(Dataset rows on where objects appear)
━━━━━━━━━━━━━━━━

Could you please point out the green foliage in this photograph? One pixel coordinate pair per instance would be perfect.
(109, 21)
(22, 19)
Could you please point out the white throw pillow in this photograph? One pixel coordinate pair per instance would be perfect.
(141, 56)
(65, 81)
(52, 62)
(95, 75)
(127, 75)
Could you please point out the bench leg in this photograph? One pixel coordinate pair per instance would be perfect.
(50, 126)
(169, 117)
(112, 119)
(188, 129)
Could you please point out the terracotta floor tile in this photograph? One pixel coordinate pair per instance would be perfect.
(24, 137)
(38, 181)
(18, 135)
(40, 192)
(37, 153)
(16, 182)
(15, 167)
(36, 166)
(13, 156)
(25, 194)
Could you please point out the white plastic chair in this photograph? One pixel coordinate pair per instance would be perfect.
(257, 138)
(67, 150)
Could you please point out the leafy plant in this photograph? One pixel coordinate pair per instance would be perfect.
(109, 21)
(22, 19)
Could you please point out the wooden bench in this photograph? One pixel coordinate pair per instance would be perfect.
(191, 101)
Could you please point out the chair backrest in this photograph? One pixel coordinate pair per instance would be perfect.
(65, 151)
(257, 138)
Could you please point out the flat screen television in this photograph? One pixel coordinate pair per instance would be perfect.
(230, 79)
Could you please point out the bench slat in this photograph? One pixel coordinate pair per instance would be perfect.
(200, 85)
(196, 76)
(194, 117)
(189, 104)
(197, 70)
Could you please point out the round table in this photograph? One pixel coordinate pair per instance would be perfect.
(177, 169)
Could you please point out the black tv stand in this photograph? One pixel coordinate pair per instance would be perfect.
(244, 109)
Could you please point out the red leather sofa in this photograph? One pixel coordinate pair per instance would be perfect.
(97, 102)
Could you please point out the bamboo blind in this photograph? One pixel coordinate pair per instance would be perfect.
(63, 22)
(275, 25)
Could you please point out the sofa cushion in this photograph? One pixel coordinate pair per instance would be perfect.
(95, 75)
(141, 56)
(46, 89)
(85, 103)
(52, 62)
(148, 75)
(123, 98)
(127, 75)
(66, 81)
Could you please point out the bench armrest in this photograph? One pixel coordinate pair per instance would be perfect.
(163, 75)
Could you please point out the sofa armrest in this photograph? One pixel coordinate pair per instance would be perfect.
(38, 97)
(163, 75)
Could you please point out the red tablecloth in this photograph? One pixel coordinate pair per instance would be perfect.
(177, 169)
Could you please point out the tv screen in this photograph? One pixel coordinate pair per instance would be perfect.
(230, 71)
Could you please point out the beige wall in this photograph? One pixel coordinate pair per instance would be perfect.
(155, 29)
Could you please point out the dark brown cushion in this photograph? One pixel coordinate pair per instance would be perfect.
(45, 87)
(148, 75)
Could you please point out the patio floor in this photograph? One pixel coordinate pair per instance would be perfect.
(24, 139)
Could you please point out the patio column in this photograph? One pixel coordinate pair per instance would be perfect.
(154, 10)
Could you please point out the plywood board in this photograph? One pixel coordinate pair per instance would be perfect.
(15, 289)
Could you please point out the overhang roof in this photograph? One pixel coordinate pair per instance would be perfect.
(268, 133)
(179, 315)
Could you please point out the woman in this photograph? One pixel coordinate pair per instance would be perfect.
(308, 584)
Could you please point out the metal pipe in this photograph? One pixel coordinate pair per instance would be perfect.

━━━━━━━━━━━━━━━━

Brief - Copy the rows word for word, beginning with the line that contains "Could you please point out the patio floor" and continuing through the last of the rows.

Completed task -
Could you please point out the patio floor in this photograph? One pixel coordinate pair per instance would be perfect.
(24, 139)
Could you please point out the patio column in this photograph? One pixel coordinate pair per instance would be perfect.
(154, 10)
Could you please point out the plywood board in this photograph? One pixel coordinate pair per instance would be perfect.
(15, 289)
Could you please point out the overhang roof in this photograph? One pixel coordinate pair per instance would be perfect.
(268, 133)
(179, 315)
Could you please point out the woman in this photograph? One pixel coordinate pair per instance would be perfect.
(308, 584)
Could you please point out the metal pipe in this photograph? One pixel coordinate pair per instance would be perfect.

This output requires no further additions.